**TO BE DONE:**
Turn the records below into a numbered list with one line per item, skipping blank lines and leaving out the pictures.

**INPUT MATERIAL:**
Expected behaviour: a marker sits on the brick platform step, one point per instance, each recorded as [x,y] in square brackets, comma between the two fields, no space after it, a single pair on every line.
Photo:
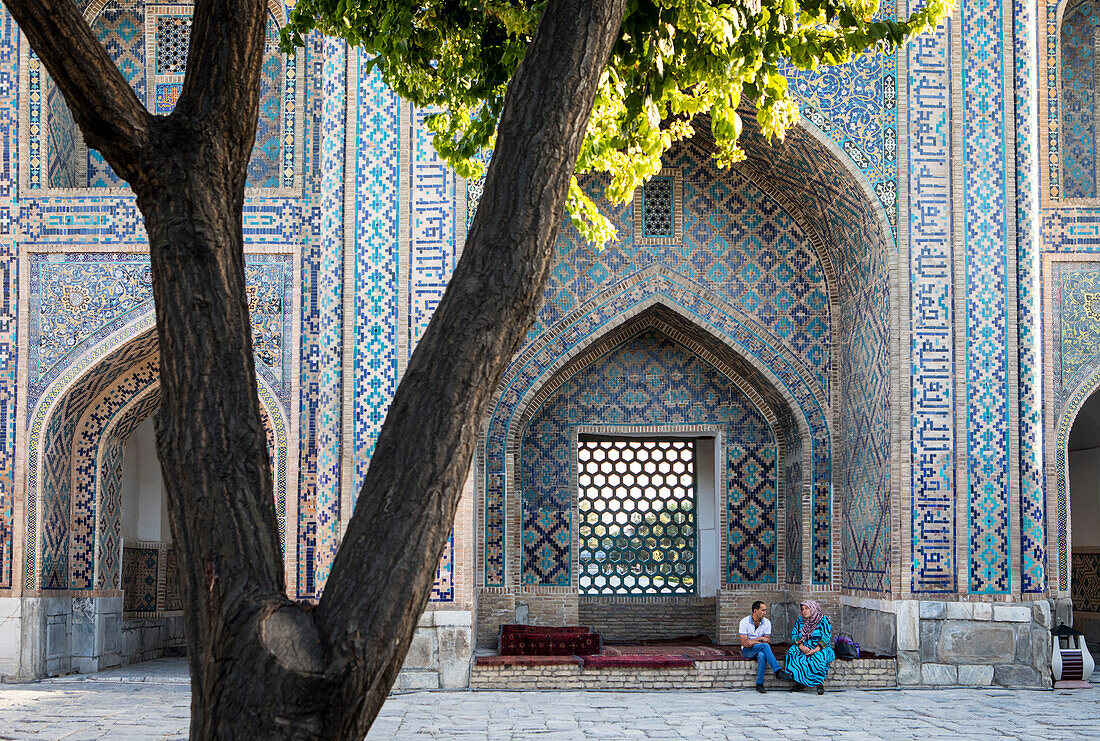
[864,674]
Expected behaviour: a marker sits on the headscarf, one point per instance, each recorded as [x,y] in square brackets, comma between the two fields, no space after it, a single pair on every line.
[810,625]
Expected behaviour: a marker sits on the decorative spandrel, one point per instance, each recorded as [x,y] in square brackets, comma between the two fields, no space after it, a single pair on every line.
[637,517]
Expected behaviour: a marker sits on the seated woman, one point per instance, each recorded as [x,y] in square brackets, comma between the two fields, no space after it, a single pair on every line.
[809,659]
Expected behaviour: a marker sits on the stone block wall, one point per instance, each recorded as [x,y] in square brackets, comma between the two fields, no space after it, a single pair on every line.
[974,643]
[145,639]
[440,653]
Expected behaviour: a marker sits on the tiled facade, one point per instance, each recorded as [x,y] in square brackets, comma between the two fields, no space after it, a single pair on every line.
[888,320]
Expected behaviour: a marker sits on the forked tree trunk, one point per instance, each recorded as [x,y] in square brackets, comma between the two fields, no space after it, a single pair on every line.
[261,665]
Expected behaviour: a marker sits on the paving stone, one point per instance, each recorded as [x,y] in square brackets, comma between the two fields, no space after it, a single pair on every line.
[119,709]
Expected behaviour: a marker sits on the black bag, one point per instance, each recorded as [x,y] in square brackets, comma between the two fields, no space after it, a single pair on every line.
[846,648]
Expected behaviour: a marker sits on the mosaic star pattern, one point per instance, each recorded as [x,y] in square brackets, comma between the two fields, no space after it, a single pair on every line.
[986,242]
[9,291]
[649,379]
[1079,25]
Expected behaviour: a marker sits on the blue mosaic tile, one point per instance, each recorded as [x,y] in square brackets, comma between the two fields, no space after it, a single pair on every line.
[1032,498]
[986,243]
[932,308]
[9,292]
[648,379]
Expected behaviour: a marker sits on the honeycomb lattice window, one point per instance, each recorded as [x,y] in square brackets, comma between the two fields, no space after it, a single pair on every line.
[657,207]
[173,34]
[637,516]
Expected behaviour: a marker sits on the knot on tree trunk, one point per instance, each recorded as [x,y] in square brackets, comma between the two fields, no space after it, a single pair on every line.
[292,638]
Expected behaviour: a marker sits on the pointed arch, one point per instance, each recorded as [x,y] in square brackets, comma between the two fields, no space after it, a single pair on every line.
[95,405]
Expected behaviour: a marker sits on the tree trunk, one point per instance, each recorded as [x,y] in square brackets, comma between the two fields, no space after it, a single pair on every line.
[263,666]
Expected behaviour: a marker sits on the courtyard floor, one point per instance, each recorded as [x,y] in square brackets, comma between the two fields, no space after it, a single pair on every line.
[151,701]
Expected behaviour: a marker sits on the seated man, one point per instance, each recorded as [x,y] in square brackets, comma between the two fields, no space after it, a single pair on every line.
[756,639]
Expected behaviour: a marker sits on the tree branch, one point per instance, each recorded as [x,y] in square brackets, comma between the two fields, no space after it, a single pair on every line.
[103,104]
[383,572]
[221,89]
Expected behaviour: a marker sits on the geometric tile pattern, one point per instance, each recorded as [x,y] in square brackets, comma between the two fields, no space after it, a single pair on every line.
[1076,288]
[932,346]
[83,528]
[792,509]
[319,497]
[648,379]
[432,228]
[986,241]
[309,346]
[377,185]
[139,578]
[1030,385]
[108,488]
[1079,24]
[76,292]
[657,217]
[432,231]
[1078,333]
[740,340]
[173,35]
[83,297]
[149,43]
[150,579]
[120,28]
[1086,590]
[47,500]
[855,240]
[272,161]
[265,166]
[9,292]
[736,242]
[856,106]
[173,599]
[88,439]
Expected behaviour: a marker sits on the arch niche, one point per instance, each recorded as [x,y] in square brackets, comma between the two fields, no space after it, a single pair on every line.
[78,432]
[1079,506]
[781,276]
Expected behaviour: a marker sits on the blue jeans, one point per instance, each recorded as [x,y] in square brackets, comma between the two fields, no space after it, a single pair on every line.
[762,653]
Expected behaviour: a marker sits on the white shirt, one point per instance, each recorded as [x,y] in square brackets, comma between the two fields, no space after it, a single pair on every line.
[749,629]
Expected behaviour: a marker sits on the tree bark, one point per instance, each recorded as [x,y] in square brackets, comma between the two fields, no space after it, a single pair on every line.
[261,665]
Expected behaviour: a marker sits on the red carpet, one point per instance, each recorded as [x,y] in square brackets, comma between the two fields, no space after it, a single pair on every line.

**EXPECTED ANSWER:**
1. Expected behaviour: a marker sits on the brick platform step, one point per instance, each recorded as [x,y] in square brackets, comma between the two fields, no space after it, a single pair on every line.
2. Photo:
3. [864,674]
4. Expected behaviour: a marker sits on the headscarf, one point per instance, each recorded as [x,y] in square brackets, comma between the two fields, no space after it, a single pair on every line.
5. [810,625]
6. Expected behaviour: a marker sits on the decorative spandrel, one point per instance, each recorded as [x,y] in square brackets, comma between the two fields, no space after it, a single pair on every line.
7. [637,517]
8. Expected behaviour: a marker sits on the seated woman, one point per instance, each recorded as [x,y] in square brackets, comma between the two fields, no space after it, a single pair on every line.
9. [809,659]
10. Expected behaviour: a marker sits on the stone block wall, one point per instance, each recorded as [x,y] in square brackets, comma between the two fields, no space after it, a single pair on every line.
11. [974,643]
12. [145,639]
13. [440,653]
14. Expected behaviour: a marker sits on the tiled facade, one point per instance, each recorded as [x,y] in square brackets, comma between the two fields, no space after it, a single pair on every line.
15. [888,320]
16. Expected behaviour: a marker sits on the forked tree trunk, one point per instance, each recorded as [x,y] in square brackets, comma between the two fields, no space after it, a single pair on every line.
17. [261,665]
18. Expected behaviour: a marker sits on the paving stone, one point per instance, each recorded as [x,y] in square brackets, comma between the two fields, no space after it, a single pair on every line.
19. [119,709]
20. Expected behaviour: a marker sits on the black bag, one point per instance, each recorded as [x,y] in square brackets, comma between the two fields, no space after it, a single pair on every line.
21. [846,648]
22. Expected behaviour: a marker sits on the mosaic star pattern, one point per instance, each recorded as [x,y] in square brackets, comma between the two fields, no space after it, a single pair on every line.
23. [986,242]
24. [9,291]
25. [649,379]
26. [1079,25]
27. Expected behaviour: a marker sits on the blue mosaic tile, one point per instance, each recorded as [x,y] in square brackets, comma between the two fields, no space after it, a single pair on every line.
28. [1032,498]
29. [986,243]
30. [932,308]
31. [9,292]
32. [648,379]
33. Expected behaviour: a marker sits on the honeycomb lattice window, one point per instance, each recorded as [x,y] in square brackets, comma between the two fields, no space after it, a single pair on every line.
34. [657,207]
35. [173,34]
36. [637,516]
37. Expected behaviour: a marker sits on the knot on tree trunk, one point per instance, each recorded as [x,y] in square brackets, comma between the two fields, no space after it, a single pair on every line.
38. [292,638]
39. Expected behaviour: a marker sits on the pointed arch, one point per instance, each recorded as [x,y] in square brackets, comma between the two fields, no space after it, a single pair on every line.
40. [95,405]
41. Expected behaviour: a marker sits on the tree trunk, one point per instance, each recorded as [x,y] in square brackets, comma between the two fields, no space after it, a single pair on every line.
42. [263,666]
43. Expected behaviour: a marker sits on the courtyard floor, one point per instance, each recorded as [x,y] in square brackets, comma between the two fields, no space after it, a single pair on every line.
44. [151,701]
45. Expected behaviour: a marker sits on the seated man, one point per instance, each recorded as [x,y] in square brackets, comma between the two fields, no space after it, a single pair on every line.
46. [756,639]
47. Expected behaviour: a marker sits on the tree branch, one point per instance, each recorded as [x,y] in square brackets, comma between the two fields, no space after it, a single pair on every line.
48. [103,104]
49. [383,572]
50. [221,89]
51. Expected behaviour: a marker sits on the geometric tile pattern, one point per instance, each recorded as [x,y] in square brackets, comma between the two fields, no space after it, a single pair on every line.
52. [1076,288]
53. [932,346]
54. [83,528]
55. [792,509]
56. [319,497]
57. [648,379]
58. [432,228]
59. [986,241]
60. [309,346]
61. [377,185]
62. [139,578]
63. [1030,385]
64. [108,488]
65. [1079,24]
66. [76,292]
67. [657,217]
68. [432,231]
69. [1078,333]
70. [740,340]
71. [173,35]
72. [83,297]
73. [149,43]
74. [150,579]
75. [120,28]
76. [1086,590]
77. [47,500]
78. [855,240]
79. [272,161]
80. [265,166]
81. [9,292]
82. [736,242]
83. [856,106]
84. [173,599]
85. [88,439]
86. Expected behaviour: a marker sits on the arch niche, one point per instance, each recorded as [x,y] in square brackets, comma between the two fields, no space after it, a single pair on every line.
87. [78,432]
88. [1079,506]
89. [781,276]
90. Expected behaviour: a marker sits on the blue jeans, one point per instance, each recorded as [x,y] in square brackets, comma between the two fields, no space after it, a single pair on every line.
91. [762,653]
92. Expected behaviour: a marker sits on the white shirt, one point per instance, each recorded as [x,y] in square brackets, comma between the two fields, no space after it, a single pair on every line.
93. [749,629]
94. Expected behaviour: a marker sits on the tree bark, one point per instance, each recorded as [x,y] in square brackets, comma between the two fields, no space after it, a single pair on every line.
95. [261,665]
96. Expected behaviour: a marker sits on the red carpet, one point per instance, each recorded as [x,y] in square brackets, comma between the two fields, no space after it, a single pair on every line.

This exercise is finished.